D’un garage de 1.500 m2 à Ixelles, à deux pas de Flagey, les architectes anversois Claire Bataille et Paul Ibens ont fait table rase, dégagé un jardin et une maison qui servait à abriter des calèches, puis bâti un petit bijou à l’esprit loft lumineux, qu’Isabelle de Borchgrave, l’âme volontiers hospitalière, invite à découvrir sur rendez-vous. Découvrir bien plus qu’une maison où elle vit, qu’une galerie où l’art s’expose, qu’un atelier où de jeunes artisans bossent dans une ambiance décomplexée. Découvrir un univers, vivant, singulier et diversifié à la fois, à la hauteur des multiples inspirations d’une artiste insatiable.
Parlons inspirations
En 1994, Isabelle de Borchgrave visite une rétrospective consacrée à Yves Saint-Laurent à New York, elle en sort littéralement bouleversifiée, galvanisée par une idée incroyablement originale qui va lui permettre de séduire le monde entier : concevoir des costumes de papier. Et de manière complètement artisanale qui plus est, à partir d’un papier blanc qu’elle dessine, peint, chiffonne, jette, repeint, redessine, rechiffonne si besoin, jusqu’à totale satisfaction.
De cette passion hors du commun naîtront quatre/cinq collections de 350 robes quand même, dont la collection Les Ballets Russes que l’artiste a présentée au Théâtre de la Monnaie, à Bruxelles, en 2010, et qu’elle a l’intention d’étoffer, de terminer, tout prochainement, avec son équipe d’une petite dizaine de passionnés. « L’important, c’est de continuer à surprendre. » Surprendre, elle l’a fait, avec le plissé, la « de Borchgrave Touch », sa marque de fabrique, « j’ai passé des années à faire des recherches sur le Vénitien Mariano Fortuny, mon père spirituel (le roi du plissé – nda) ; si vous avez toute la journée à me consacrer, je vous en parle ! »

= = =

D'après l'extrait sur Isabelle de Borchgrave, quelle exposition visitée à New York en 1994 lui a donné l'idée de concevoir des costumes de papier ? Les enregistrements forment un matériau à part, indépendant du texte.

# [DONNÉES FOURNIES]
= = =

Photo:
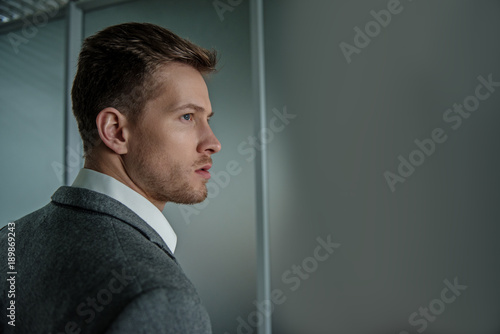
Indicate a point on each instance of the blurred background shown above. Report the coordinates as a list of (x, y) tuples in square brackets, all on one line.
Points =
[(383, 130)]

= = =

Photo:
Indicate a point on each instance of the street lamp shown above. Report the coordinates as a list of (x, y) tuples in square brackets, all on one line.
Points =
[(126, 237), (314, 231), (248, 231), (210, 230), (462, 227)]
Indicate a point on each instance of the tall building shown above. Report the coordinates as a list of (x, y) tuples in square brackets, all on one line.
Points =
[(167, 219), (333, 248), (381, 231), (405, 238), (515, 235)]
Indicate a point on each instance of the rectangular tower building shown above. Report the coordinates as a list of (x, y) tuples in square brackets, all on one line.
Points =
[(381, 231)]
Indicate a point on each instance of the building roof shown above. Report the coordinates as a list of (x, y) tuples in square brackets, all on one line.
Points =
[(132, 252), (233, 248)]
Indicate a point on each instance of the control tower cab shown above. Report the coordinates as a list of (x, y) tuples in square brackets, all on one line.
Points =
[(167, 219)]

= = =

# [RÉSULTAT DE L'EXERCICE]
Une rétrospective consacrée à Yves Saint-Laurent.